_Texte à lire_.
┄┄┄┄┄┄
Entretien Par Véronique Brindeau, le 15/01/2000

Inspirée d’un texte de Léonard de Vinci, l’œuvre d’Helmut Lachenmann « …Zwei Gefühle… », Musik mit Leonardo sera à l’affiche d’un concert-atelier à la Cité de la musique le 27 janvier prochain. Le compositeur tiendra lui-même le rôle du récitant dans ce programme de l’Ensemble intercontemporain dirigé par Peter Eötvös. Portrait d’un compositeur formé par Nono à l’exigence.
 
Helmut Lachenmann, vous participerez en tant que récitant à l’interprétation de votre œuvre « …Zwei Gefühle… », Musik mit Leonardo. Que représente pour vous ce texte de Léonard de Vinci ?
Je connais ce texte, dans la merveilleuse traduction allemande de Kurt Gerstenberg, depuis quarante ans. Il représente la situation de la création, de l’inquiétude de l’homme créatif. Il en donne une sorte de projection sur la nature à travers une évocation des forces des volcans en particulier, analogues à des forces tout aussi incontrôlables à l’intérieur de l’homme. Dans une deuxième partie, il est question d’une promenade sur les rochers dans la mer jusqu’à une grotte, dont l’obscurité nous menace et nous attire en même temps. Elle représente la mort, ce qui dépasse notre expérience sensible. Léonard de Vinci parle là de l’intérieur de l’artiste ; ou de l’homme, tout simplement, qui recherche une forme de liberté dans une civilisation où il lui faut admettre sa non-liberté.
 
Votre recours à la voix est assez exceptionnel…
En fait, je crois que je ne peux pas vraiment écrire de la musique chantée sur un texte. temA, en 1968, pour flûte, voix et violoncelle, employait plutôt un répertoire de modes de souffle, de tout ce qu’on fait avec l’énergie du corps. La voix humaine m’a toujours posé un problème. Il manque nécessairement quelque chose à une musique qui renoncerait à la voix. Chanter suppose une forme de discipline, d’élévation emphatique qui ne se trouve pas au début mais à la fin de mes pièces : la musique cassée et puis regagnée.
┄┄┄┄┄┄
_Extraits de données_.
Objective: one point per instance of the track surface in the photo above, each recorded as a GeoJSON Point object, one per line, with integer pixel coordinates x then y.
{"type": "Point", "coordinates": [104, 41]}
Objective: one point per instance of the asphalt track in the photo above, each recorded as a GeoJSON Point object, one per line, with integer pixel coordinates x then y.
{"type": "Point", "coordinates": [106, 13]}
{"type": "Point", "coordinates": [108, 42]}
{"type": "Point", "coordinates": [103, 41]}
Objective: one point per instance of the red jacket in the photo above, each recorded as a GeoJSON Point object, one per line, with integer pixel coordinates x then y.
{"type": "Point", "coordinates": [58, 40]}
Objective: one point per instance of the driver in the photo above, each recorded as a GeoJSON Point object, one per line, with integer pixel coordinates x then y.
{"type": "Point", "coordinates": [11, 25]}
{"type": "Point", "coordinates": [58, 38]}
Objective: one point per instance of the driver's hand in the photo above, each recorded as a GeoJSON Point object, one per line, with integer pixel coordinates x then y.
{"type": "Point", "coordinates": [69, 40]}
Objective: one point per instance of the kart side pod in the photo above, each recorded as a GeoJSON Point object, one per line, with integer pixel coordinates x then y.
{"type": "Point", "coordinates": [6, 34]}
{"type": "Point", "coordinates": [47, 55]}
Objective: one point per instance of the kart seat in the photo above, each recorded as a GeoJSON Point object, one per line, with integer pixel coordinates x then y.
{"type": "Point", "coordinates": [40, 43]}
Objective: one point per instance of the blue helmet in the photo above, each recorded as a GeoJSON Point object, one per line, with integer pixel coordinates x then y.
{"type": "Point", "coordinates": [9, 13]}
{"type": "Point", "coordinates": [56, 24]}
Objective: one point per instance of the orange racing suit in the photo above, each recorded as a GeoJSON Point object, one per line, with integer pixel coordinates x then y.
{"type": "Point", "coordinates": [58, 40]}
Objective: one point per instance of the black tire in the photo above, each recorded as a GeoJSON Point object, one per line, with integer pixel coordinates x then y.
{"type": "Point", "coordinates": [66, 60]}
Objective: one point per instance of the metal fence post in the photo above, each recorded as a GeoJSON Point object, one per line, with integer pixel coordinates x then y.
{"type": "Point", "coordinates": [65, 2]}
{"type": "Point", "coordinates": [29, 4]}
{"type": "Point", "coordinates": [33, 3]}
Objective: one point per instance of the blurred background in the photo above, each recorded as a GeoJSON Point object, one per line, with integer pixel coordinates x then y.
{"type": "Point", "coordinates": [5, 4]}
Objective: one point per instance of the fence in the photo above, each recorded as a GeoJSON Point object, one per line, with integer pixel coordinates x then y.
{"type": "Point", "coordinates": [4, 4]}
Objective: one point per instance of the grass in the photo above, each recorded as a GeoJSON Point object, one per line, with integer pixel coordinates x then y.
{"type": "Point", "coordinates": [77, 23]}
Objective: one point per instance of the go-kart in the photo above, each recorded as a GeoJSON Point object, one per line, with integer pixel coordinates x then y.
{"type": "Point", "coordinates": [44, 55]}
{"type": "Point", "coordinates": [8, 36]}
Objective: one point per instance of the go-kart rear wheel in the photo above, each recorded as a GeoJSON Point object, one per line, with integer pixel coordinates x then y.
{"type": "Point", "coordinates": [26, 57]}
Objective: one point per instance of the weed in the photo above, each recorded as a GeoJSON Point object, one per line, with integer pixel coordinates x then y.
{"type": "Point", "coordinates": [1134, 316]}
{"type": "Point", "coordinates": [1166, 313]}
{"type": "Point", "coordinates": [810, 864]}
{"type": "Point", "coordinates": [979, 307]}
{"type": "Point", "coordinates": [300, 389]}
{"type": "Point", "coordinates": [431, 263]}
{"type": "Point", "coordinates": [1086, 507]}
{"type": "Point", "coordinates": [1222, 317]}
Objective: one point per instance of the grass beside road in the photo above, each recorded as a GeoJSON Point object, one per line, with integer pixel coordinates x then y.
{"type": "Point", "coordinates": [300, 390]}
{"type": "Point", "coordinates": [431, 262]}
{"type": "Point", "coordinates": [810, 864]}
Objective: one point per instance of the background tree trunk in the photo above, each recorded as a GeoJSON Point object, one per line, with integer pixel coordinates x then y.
┄┄┄┄┄┄
_À faire_.
[1] Les affirmations suivantes concordent-elles avec l'entretien avec Helmut Lachenmann ? Répondez par oui ou par non et citez à chaque fois les mots décisifs du texte. (a) Lachenmann connaît le texte de Léonard de Vinci depuis quarante ans. (b) Helmut Lachenmann dirigera lui-même le concert. (c) Dans la deuxième partie du texte de Léonard de Vinci, la grotte représente la vie.
[2] Reprenez l'entretien avec Helmut Lachenmann à la suite de sa dernière phrase.

_Réponses_.
[1]
(a) Oui : « depuis quarante ans ».
(b) Non : « dirigé par Peter Eötvös ».
(c) Non : « Elle représente la mort ».

[2]
Pour moi, la musique est devenu quelque chose de si structurel que j’ai toujours voulu éviter les magies préétablies, standardisées. Si l’on part de cet événement qu’est la nature du son – ce que j’ai appelé la « musique concrète instrumentale » – on obtient des sons dépourvus de cette magie préétablie. Dans un tel contexte, il est difficile pour moi d’intégrer une voix qui chante. Si on chante, on est déjà dans une situation de « magie ». Je retrouve le même problème avec des opéras comme Wozzeck d’Alban Berg (pensez à la berceuse « Eia Popeia », à la prière de Marie, aux chansons enfantines à la fin de l’opéra), ou Von heute auf morgen d’Arnold Schönberg. Il y a là une sorte de maniérisme, peut-être même de caricature. Dans Wozzeck, quand les personnages chantent, ils font des citations indirectes, un peu comme chez Mahler…
Avec Schönberg et Mahler, quelque chose s’est rompu définitivement. La musique a perdu l’innocence de la communication. Bien sûr, on peut déjà trouver ce moment de rupture avec Schubert, d’une autre manière, ou avec Bach. L’histoire de la musique occidentale c’est de casser, de rompre la magie à la faveur d’une emphase qui regarde la structure, l’anatomie de la musique. C’est dans cette tradition que je comprends tout le développement de la musique, y compris la musique structuraliste de l’après deuxième guerre mondiale. Le chant est devenu pour moi, a priori, comme une citation d’un monde encore intact.
 
Pour « Zwei Gefühle… », il ne s’agit d’ailleurs pas de chanteur mais de récitant…
Des compositeurs comme Kagel, ou Schnebel ont bien compris le problème. Mais ils se sont arrêtés à l’aspect surréaliste ou exotique. Au fond, c’est plus facile ! Au moins, on peut être amusé, effrayé, fasciné, mais on reste dans une esthétique passée. Est-ce à dire qu’on ne peut plus rien faire ? Pour moi, la seule solution était de déchiffrer un texte à haute voix. Comme si je tentais de découvrir une inscription illisible sur un mur envahi d’herbes. Avec la même curiosité, la même sensibilité, avec ma mémoire, mon observation acoustique – et pas seulement sémantique. Dans ces conditions, si je compose des notes, j’ai besoin d’un certain temps, d’une certaine mémoire pour sentir une loi, ou la constellation engendrée par ces notes. Je regarde l’anatomie du texte. Le récitant, comme les autres sources sonores, fournit des signaux acoustiques, phonétiques, offrant la possibilité d’une expérience structurelle en même temps qu’une information sémantique. C’est ainsi que je dois lire le texte. Non pas comme quelqu’un dirait : « Je vais sur les rochers », mais comme un appareil, un texte lu. Ma voix, c’est le mur.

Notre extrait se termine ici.